▶ [Supplied entries]

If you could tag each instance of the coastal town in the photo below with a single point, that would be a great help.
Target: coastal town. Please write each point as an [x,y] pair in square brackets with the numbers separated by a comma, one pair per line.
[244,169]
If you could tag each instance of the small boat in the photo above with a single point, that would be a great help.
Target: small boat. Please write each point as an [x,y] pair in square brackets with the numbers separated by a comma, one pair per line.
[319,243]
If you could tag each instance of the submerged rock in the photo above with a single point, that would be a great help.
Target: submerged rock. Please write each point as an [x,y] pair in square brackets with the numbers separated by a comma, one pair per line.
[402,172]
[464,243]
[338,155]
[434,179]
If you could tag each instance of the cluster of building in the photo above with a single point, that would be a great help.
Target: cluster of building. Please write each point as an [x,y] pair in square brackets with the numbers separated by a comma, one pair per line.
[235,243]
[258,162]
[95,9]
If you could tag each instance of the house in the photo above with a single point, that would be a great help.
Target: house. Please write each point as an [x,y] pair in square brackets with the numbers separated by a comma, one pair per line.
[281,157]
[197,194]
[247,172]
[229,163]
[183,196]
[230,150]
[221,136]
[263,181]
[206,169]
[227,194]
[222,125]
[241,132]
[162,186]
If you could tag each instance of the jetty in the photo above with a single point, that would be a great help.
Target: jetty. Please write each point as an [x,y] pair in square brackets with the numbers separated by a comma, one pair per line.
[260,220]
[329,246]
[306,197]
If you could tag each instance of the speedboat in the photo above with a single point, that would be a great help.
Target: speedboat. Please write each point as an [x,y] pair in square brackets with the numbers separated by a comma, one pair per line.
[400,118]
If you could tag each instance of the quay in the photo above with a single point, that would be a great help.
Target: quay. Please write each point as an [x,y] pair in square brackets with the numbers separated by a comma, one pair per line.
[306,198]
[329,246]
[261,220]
==
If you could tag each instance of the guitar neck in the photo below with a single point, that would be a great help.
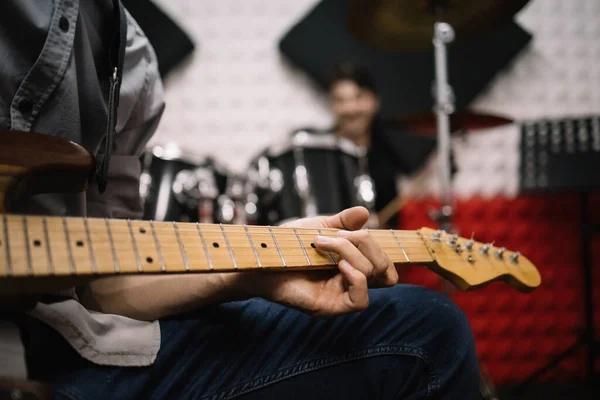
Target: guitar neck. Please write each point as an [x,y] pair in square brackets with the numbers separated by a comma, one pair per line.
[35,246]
---
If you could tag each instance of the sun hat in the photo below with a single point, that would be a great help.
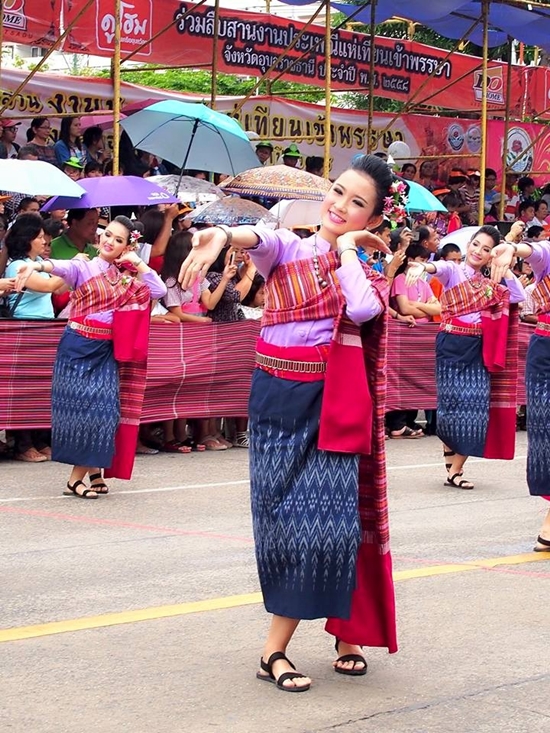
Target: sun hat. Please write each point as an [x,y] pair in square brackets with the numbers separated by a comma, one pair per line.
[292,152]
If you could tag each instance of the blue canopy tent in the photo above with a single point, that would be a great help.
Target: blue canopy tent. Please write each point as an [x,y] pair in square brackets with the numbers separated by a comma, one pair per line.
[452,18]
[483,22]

▶ [Work instructions] Collect every line in the records above that contains the word "small".

▶ [Answer to this task]
If you could tag each instance of the small boat in the photo above with a single point, that would be a great help.
Target: small boat. Please write each point as an [x,y] pair in square brackets with the numbers separated by a comma, one pair per line.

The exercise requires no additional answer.